* _GIVEN EXERCISE_
Each line below should be reproduced without any alteration.

* _DATASET_
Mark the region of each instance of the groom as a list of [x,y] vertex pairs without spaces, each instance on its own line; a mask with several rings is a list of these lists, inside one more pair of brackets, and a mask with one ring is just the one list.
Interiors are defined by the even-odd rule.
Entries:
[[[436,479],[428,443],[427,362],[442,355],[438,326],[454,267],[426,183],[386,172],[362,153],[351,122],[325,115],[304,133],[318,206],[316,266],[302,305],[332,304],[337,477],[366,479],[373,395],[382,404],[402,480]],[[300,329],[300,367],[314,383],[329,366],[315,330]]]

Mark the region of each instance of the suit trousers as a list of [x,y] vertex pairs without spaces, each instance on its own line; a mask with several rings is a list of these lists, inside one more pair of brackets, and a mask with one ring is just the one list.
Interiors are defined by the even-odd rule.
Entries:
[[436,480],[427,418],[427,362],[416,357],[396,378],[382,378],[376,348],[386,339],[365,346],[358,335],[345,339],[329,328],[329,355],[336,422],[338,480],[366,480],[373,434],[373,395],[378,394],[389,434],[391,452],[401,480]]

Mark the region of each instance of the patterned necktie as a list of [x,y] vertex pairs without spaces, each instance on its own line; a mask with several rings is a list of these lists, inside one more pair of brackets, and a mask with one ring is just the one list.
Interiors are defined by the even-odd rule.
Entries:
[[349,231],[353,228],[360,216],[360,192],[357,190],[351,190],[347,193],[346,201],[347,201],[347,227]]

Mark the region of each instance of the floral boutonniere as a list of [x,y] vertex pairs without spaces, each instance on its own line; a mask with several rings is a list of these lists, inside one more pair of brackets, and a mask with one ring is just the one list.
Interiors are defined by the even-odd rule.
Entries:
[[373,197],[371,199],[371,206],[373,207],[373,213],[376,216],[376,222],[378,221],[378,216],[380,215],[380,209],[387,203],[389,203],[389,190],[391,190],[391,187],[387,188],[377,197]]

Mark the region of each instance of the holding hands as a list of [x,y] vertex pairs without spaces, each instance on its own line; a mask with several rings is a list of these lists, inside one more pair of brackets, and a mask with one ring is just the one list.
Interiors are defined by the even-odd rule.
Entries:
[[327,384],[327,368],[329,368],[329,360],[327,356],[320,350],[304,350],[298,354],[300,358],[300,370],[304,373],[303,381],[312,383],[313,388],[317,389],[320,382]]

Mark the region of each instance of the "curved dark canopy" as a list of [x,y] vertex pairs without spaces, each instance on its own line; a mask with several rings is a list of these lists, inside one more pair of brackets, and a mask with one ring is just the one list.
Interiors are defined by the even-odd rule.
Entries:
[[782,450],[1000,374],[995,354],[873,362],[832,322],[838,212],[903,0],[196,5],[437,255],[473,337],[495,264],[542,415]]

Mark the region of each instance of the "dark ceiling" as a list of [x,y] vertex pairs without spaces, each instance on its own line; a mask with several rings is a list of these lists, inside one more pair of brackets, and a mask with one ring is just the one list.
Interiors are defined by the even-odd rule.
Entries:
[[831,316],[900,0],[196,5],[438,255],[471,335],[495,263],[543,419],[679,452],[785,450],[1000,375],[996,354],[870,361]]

* _EXPECTED OUTPUT_
Mark the region of each instance of the groom as a list of [x,y] vertex pairs without spaces, each instance on its own line; a mask with several rings is a list of these lists, inside one more pair of brackets, and a mask with one ring is just the one list.
Interiors are defined by the even-odd rule.
Entries:
[[[436,479],[428,443],[427,362],[442,355],[438,326],[454,267],[426,183],[386,172],[362,153],[351,122],[325,115],[304,133],[318,206],[316,266],[302,305],[332,304],[337,477],[366,479],[373,395],[382,404],[402,480]],[[300,329],[300,367],[314,383],[329,366],[315,330]]]

Mark the region of each instance of the suit trousers as a list of [x,y] vertex pairs without spaces, each instance on its own line; a mask with several rings is a list of these lists, inside one more pair of brackets, and a mask with one ring is just the one list.
Interiors are defined by the even-odd rule.
Entries:
[[436,480],[427,418],[427,362],[416,357],[396,378],[382,378],[376,348],[386,339],[365,346],[358,335],[345,339],[329,328],[329,355],[336,422],[338,480],[366,480],[373,434],[373,395],[378,394],[389,434],[391,452],[401,480]]

Mark the region of each instance of the patterned necktie as a list of [x,y] vertex pairs without spaces, each instance on its own line; a mask with several rings is a list of these lists, inside one more pair of brackets, and a mask with one ring is just the one list.
Interiors are defined by the even-odd rule.
Entries:
[[349,231],[353,228],[360,216],[360,192],[357,190],[351,190],[347,193],[346,201],[347,201],[347,227]]

Mark the region of each instance of the floral boutonniere as a list of [x,y] vertex pairs without spaces, each instance on its own line; a mask with several rings is a list of these lists, inside one more pair of brackets, and a mask with one ring is just the one list.
Interiors are defined by the even-odd rule.
Entries:
[[373,197],[371,199],[371,206],[373,207],[373,213],[376,216],[376,222],[378,221],[378,216],[380,215],[380,209],[387,203],[389,203],[389,190],[391,190],[391,187],[387,188],[377,197]]

Mark the region of each instance of the holding hands as a list of [x,y] vertex pairs without spaces, each instance on its own line; a mask with several rings is a list of these lists, inside one more pair of brackets, and a mask with one ring is just the one list.
Interiors are defined by the even-odd rule.
Entries:
[[327,384],[327,368],[329,368],[329,360],[327,356],[320,350],[304,350],[298,354],[300,358],[300,370],[304,373],[303,381],[312,383],[313,388],[317,389],[320,382]]

Mark the region of each instance of the "curved dark canopy" as a list of [x,y] vertex pairs without spaces, each instance on its own line; a mask with several rings is a list of these lists, inside one more pair of brackets, and a mask with one ring is just the one list.
Interiors are defined by the even-odd rule.
Entries:
[[782,450],[1000,374],[995,354],[873,362],[832,322],[838,212],[903,0],[196,5],[437,255],[473,337],[495,264],[542,415]]

Mark the region of each instance of the "dark ceiling" as a list of [x,y] vertex pairs without spaces, each instance on its own line; a mask with several rings is a list of these lists, inside one more pair of brackets, and a mask with one ring is just the one list.
Interiors are defined by the even-odd rule.
Entries:
[[831,316],[900,0],[196,5],[438,255],[471,335],[495,263],[543,419],[679,452],[785,450],[1000,375],[996,354],[870,361]]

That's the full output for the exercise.